→ **STATED PROBLEM**: Find every line in the records below that contains the word "cloud", and copy each such line.

→ **Entries from an annotation dataset**:

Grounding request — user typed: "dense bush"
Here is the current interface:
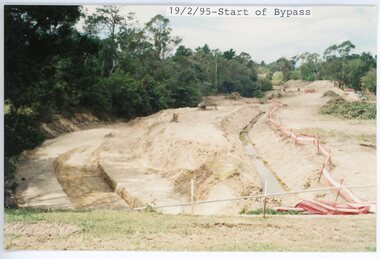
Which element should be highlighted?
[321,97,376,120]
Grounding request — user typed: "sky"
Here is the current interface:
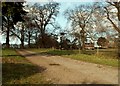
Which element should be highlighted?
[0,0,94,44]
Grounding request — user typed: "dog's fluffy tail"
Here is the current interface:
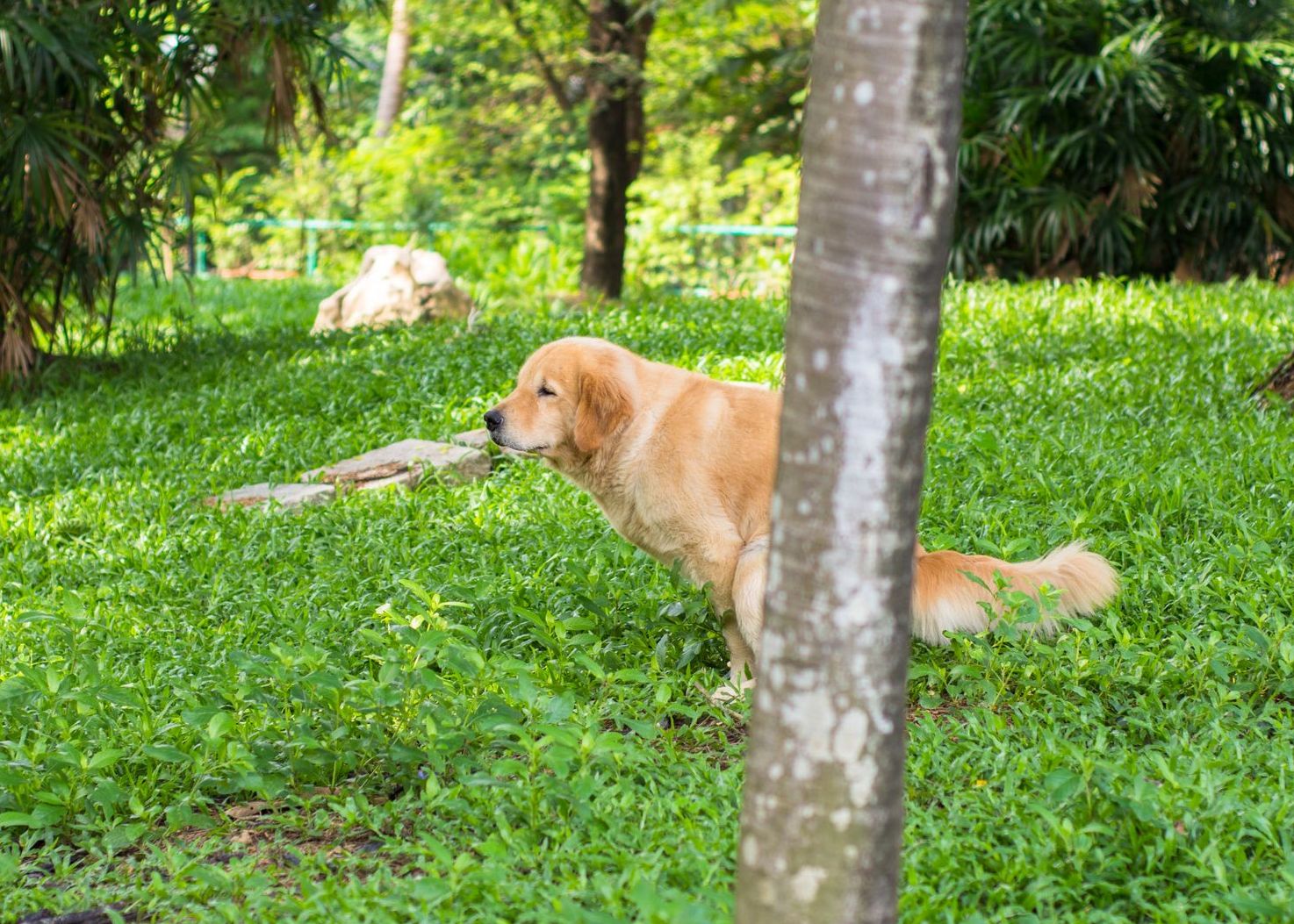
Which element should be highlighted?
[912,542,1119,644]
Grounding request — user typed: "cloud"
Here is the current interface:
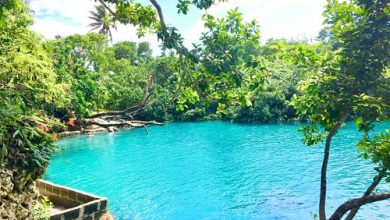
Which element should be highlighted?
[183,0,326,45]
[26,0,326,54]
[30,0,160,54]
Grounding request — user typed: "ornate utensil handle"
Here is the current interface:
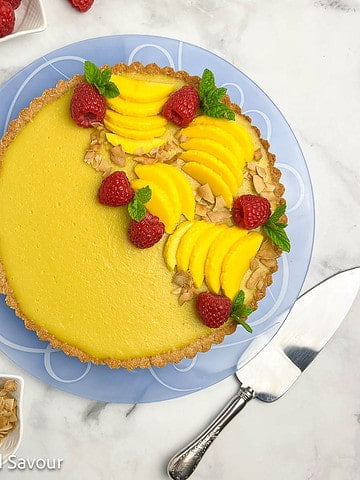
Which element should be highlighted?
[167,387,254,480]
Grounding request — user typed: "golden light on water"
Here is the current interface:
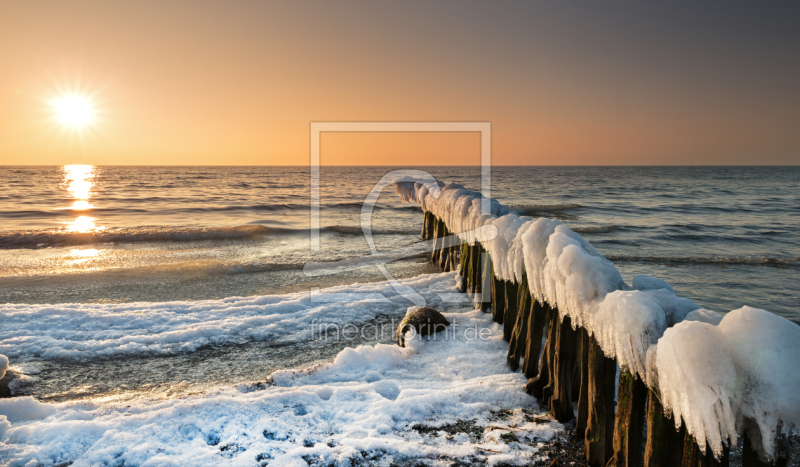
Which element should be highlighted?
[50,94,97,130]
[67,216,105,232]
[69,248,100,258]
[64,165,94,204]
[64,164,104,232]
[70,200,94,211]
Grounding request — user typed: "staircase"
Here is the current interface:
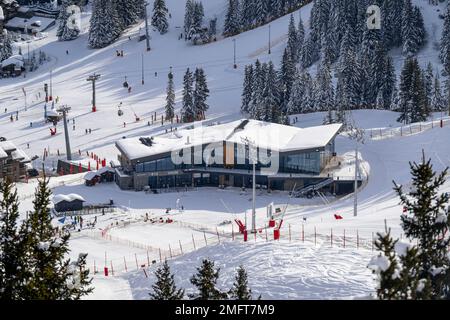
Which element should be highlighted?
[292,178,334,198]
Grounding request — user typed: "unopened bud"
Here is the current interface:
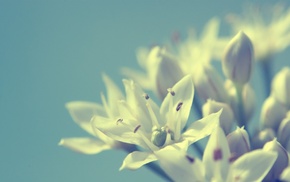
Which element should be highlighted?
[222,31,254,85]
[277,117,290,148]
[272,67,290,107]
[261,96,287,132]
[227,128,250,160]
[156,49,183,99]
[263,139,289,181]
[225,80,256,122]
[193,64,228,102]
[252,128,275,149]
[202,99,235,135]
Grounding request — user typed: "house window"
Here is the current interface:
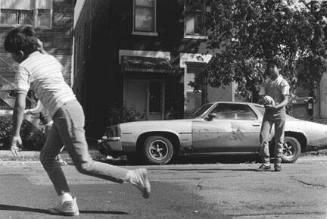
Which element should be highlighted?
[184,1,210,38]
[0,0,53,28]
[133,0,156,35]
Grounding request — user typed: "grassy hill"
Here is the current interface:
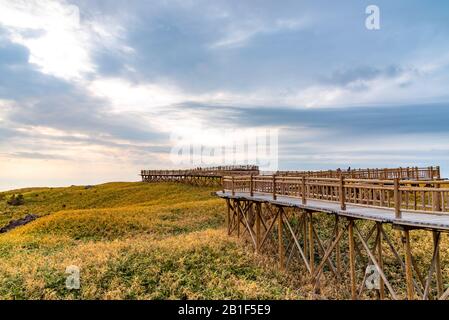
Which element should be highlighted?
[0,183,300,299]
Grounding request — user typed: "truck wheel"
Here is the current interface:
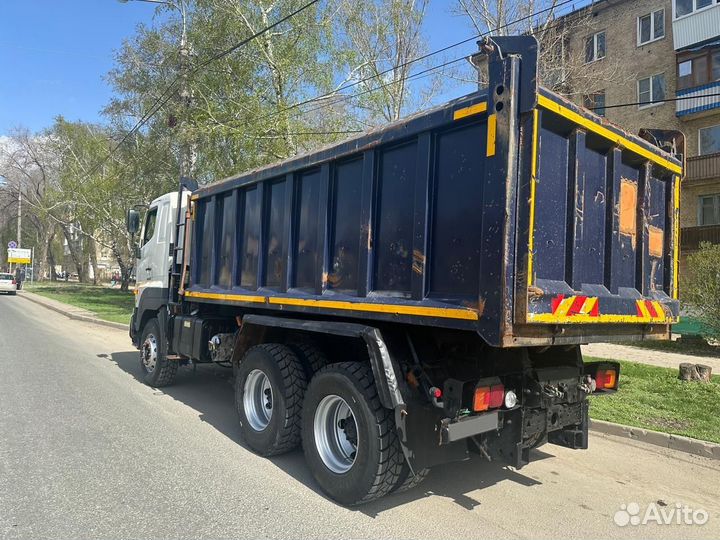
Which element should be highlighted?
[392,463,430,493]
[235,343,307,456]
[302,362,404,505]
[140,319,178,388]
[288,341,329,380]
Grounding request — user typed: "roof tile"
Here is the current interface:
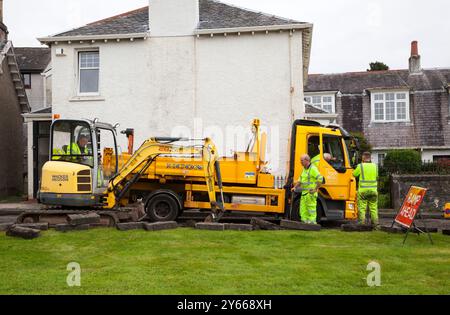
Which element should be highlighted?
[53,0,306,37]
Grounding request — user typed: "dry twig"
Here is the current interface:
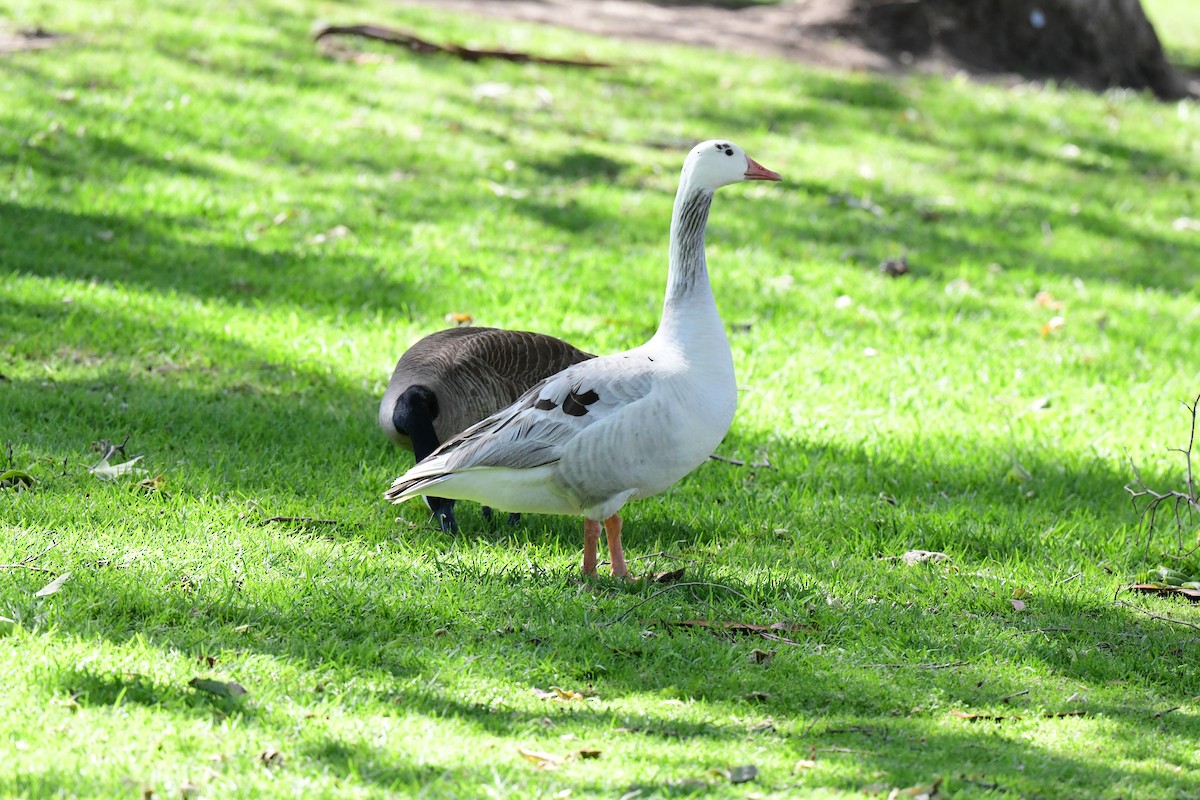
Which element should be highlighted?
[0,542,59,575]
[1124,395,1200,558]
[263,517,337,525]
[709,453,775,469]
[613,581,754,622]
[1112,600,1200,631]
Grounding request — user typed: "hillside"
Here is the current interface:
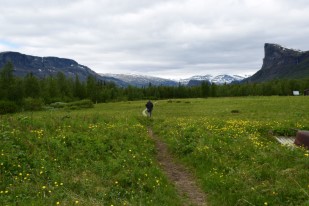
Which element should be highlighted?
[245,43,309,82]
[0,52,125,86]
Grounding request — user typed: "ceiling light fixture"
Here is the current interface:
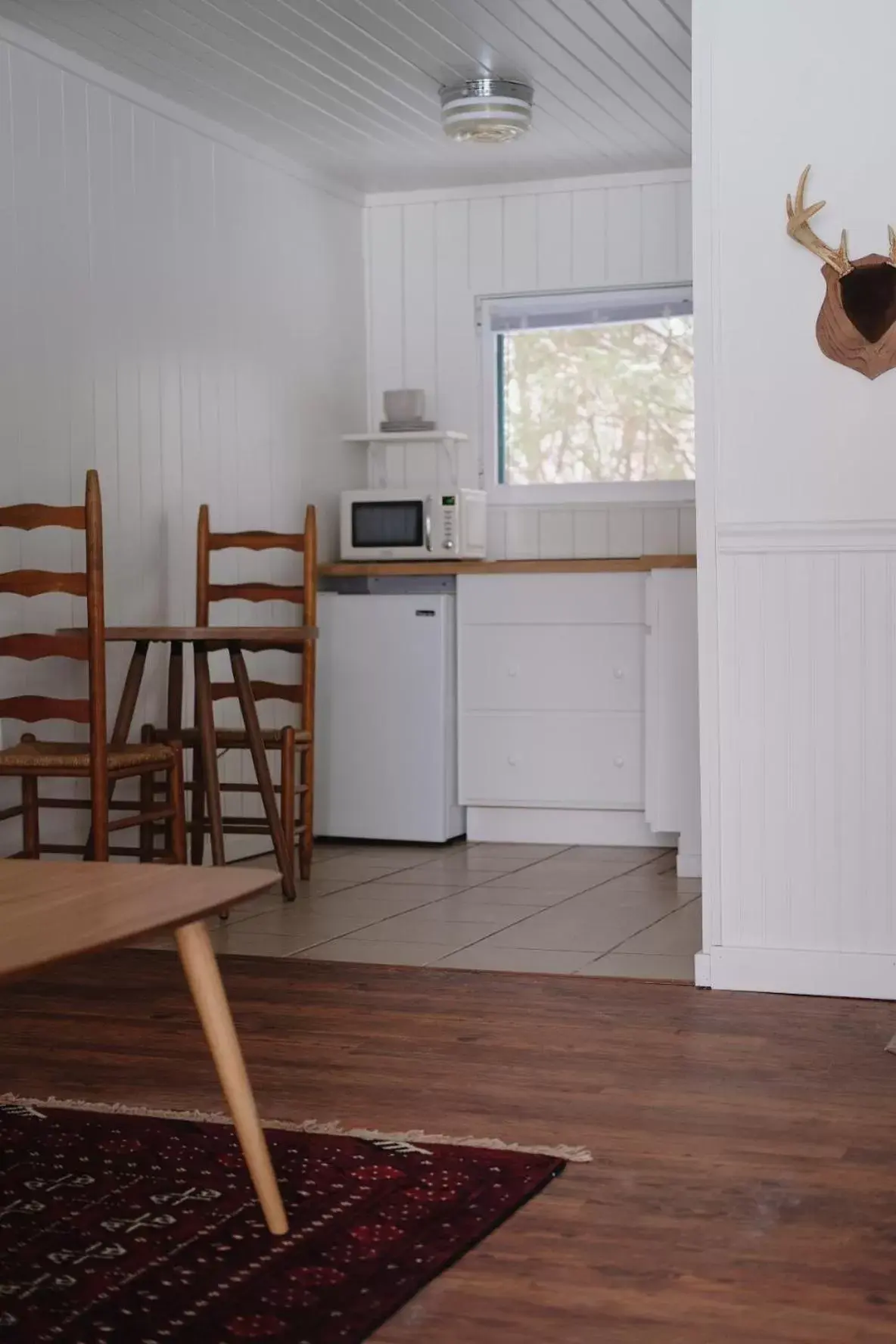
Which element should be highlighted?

→ **RESPONSE TO THIS EXERCISE**:
Grounding request — user typed: "cloud"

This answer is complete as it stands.